**TASK OBJECTIVE**
Are you able to quote each entry exactly as written?

Start of DATASET EXCERPTS

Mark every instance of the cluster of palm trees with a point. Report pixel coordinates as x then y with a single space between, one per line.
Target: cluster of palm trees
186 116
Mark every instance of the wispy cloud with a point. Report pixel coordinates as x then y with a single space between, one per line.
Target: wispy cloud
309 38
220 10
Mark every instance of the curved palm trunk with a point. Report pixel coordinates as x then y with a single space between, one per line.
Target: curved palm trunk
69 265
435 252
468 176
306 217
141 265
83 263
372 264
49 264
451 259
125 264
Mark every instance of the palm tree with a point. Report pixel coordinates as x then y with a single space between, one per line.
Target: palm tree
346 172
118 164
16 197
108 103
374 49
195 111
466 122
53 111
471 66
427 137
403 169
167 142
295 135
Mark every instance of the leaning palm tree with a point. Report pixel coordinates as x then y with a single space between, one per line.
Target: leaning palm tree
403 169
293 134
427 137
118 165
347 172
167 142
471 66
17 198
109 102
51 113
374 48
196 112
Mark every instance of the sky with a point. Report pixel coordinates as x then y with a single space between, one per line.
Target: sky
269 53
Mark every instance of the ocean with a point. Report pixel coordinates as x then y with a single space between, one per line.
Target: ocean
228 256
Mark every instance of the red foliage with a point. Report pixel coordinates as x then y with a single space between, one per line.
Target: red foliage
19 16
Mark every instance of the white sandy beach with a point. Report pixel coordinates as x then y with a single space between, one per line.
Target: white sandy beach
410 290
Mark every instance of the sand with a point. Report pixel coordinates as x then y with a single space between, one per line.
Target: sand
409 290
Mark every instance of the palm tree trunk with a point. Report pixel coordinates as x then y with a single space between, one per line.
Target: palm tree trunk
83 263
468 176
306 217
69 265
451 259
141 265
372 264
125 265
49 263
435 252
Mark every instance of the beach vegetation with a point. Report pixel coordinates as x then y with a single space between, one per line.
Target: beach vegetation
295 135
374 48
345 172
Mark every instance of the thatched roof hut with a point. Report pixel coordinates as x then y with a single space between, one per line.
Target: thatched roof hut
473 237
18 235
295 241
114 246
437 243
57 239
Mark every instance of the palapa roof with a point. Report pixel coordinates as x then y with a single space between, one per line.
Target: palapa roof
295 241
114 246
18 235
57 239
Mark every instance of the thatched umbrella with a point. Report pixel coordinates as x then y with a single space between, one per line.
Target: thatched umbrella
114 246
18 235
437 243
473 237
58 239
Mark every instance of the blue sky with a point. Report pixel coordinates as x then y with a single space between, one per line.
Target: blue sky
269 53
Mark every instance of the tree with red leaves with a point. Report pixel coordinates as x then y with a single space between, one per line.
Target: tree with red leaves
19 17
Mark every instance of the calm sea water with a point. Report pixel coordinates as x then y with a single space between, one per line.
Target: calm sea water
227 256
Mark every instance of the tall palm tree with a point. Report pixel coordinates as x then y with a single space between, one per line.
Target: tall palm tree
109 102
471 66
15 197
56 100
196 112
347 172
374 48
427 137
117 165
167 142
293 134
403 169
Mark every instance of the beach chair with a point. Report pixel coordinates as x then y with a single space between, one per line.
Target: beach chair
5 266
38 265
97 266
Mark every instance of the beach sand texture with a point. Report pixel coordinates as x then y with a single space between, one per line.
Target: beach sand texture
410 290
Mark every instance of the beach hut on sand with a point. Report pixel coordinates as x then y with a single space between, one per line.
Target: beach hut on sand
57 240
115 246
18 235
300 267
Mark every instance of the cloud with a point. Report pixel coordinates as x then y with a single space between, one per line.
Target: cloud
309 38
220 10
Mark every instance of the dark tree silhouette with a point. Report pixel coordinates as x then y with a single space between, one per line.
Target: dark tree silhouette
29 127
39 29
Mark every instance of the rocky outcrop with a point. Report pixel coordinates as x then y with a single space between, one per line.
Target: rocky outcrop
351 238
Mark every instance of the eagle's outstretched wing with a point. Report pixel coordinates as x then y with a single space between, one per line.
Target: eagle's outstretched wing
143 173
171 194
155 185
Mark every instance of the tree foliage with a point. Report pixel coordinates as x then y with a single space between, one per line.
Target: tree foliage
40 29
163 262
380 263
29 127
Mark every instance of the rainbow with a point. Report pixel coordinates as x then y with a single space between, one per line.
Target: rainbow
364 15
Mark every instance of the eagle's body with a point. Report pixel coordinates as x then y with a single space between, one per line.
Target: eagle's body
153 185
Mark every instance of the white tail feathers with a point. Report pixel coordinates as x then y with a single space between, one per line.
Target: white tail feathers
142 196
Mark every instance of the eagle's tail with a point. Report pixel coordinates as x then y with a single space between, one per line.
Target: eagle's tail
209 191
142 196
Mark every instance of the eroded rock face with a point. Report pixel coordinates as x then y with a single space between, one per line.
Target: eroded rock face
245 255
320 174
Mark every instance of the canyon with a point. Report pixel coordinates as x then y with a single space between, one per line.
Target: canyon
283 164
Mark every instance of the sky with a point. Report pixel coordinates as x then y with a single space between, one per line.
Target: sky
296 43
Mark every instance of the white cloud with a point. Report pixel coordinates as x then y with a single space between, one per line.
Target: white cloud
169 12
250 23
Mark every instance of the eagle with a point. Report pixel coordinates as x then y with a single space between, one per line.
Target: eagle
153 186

End of DATASET EXCERPTS

**ANSWER TO THIS TASK**
Mark every instance of the cluster of palm trees with a point. Report pixel coordinates as x then y with a single space between, one per line.
Target: cluster of palm trees
186 116
Mark every instance of the wispy cloud with a point. Report pixel coordinates as x then y with a single space between, one per line.
Target: wispy cloud
309 38
220 10
Mark every instance of the curved palm trunk with a point. Report pixel coordinates as x then y with a single space between, one per line.
Target: curved palm trunk
69 265
435 252
468 176
306 217
141 265
83 263
372 264
49 264
451 259
125 264
Mark every instance of the palm tree with a point. Report pixel coordinates as x then y with a single space between, one per line.
Target: palm tree
346 172
118 164
16 197
108 103
374 49
195 111
466 122
53 111
471 66
427 137
403 169
167 142
295 135
Mark every instance of the leaning palm tree with a point. Report pixel coordinates as x then y with a single space between, one per line.
Target: leaning palm tree
403 169
293 134
427 137
118 165
347 172
167 142
471 66
17 198
109 102
51 113
374 48
196 112
Mark every instance of the sky with a point. Report pixel coordinates as x then y with a single space between, one per line.
Target: sky
269 53
Mark every instance of the ocean with a point. Report pixel coordinates as x then y with a single space between, one per line.
Target: ocean
228 256
Mark every instance of the red foliage with a point. Report pixel coordinates as x then y with a single space between, one per line.
Target: red foliage
19 16
Mark every instance of the white sandy beach with a point. Report pixel coordinates as x then y with a single space between, one per line.
Target: white sandy beach
410 290
Mark every instance of the sand with a point. Report pixel coordinates as x then y with a single space between, one per line.
Target: sand
409 290
Mark every instance of the palm tree trunk with a point. Report pixel coordinates as x then y with a single space between, one per line.
Target: palm tree trunk
83 263
468 176
306 217
69 265
451 259
141 265
372 264
125 265
49 263
435 252
Mark every instance of the beach vegetation with a point. Report pixel coordinates as x then y with a single space between, one per line.
Target: beach vegetation
295 135
374 48
345 172
Mark every instance of the thatched roof hut with a point. Report pixel coordinates as x then y with a single space between, one per line.
Target: thatched roof hut
473 237
18 235
295 241
114 246
437 243
57 239
Mark every instance of the palapa roof with a point. Report pixel coordinates as x then y with a single space between, one per line.
Target: palapa roof
295 241
114 246
18 235
57 239
Mark every instance of the thatched umbrella with a point. Report pixel coordinates as x then y with a single space between, one per line.
Target: thatched umbrella
114 246
18 235
437 243
473 237
58 239
Mark every instance of the blue sky with a point. Report pixel coordinates as x then y with a single space between, one per line.
Target: blue sky
269 53
Mark every instance of the tree with red leaves with a point. Report pixel coordinates as x then y with a single space between, one per line.
Target: tree with red leaves
19 17
Mark every instance of the calm sea water with a point. Report pixel coordinates as x then y with a single space between, one per line.
Target: calm sea water
227 256
Mark every instance of the tall palm tree with a point. Report pixel coordinates as x then y with a single space between, one per line.
Target: tall palm tree
109 102
471 66
15 197
56 100
196 112
347 172
374 48
427 137
117 165
167 142
293 134
403 169
Mark every instance of the beach chair with a point. Report pixel coordinates as x then y with a single space between, one per line.
Target: beach chair
5 266
38 265
97 266
Mark every instance of the beach sand texture with a point. Report pixel coordinates as x then y with a single space between, one per line.
Target: beach sand texture
410 290
Mark every instance of the beach hut on sand with a point. Report pixel coordinates as x then y with a single space between, one per line.
Target: beach hut on sand
57 240
115 246
18 235
300 267
Mark every instance of the cloud with a point. Report pixel coordinates as x then y with a single space between, one per line.
Target: cloud
309 38
220 10
Mark every instance of the dark tree silhouette with a point. Report pixel coordinates as x then y with a single space between, one per line.
Target: dark tree silhouette
29 127
39 29
Mark every instance of the rocky outcrop with a point. Report pixel coordinates as x then y with a single space between, one per line.
Target: rocky outcrop
351 238
Mark every instance of the eagle's outstretched wing with a point. Report pixel coordinates as x then y with a single space between, one per line.
Target: eagle's outstretched wing
143 173
171 194
155 185
Mark every instance of the tree foliage with a point. Report pixel coordinates as x then y with a single space between, one per line.
Target: tree foliage
40 29
163 262
380 263
29 127
Mark every instance of the rainbow with a point. Report pixel coordinates as x then y with a single space between, one per line.
Target: rainbow
364 15
Mark every instance of the eagle's body with a point. Report pixel coordinates as x then y with a single space between, one per line.
Target: eagle's body
153 185
Mark every instance of the white tail feathers with a point. Report pixel coordinates as x then y with a single space between, one per line.
Target: white tail feathers
142 196
Mark every instance of the eagle's tail with a point. Report pixel coordinates as x then y with a single space between, one per line.
Target: eagle's tail
209 191
142 196
Mark every instance of the eroded rock face with a point. Report pixel coordinates as x then y with a single space between, one per line.
Target: eroded rock face
245 255
320 174
Mark every instance of the canyon with a point. Report pixel coordinates as x then y with a single space between, one per line.
Target: canyon
283 164
Mark every instance of the sky with a point. Report pixel coordinates as x then y with a single space between, one per line.
Target: sky
296 43
Mark every instance of the white cloud with a point. Report pixel coordinates as x then y with a single space between, one per line.
Target: white cloud
169 12
250 23
Mark every instance of the eagle with a point. Report pixel coordinates as x then y with a single space between, one per line.
Target: eagle
153 186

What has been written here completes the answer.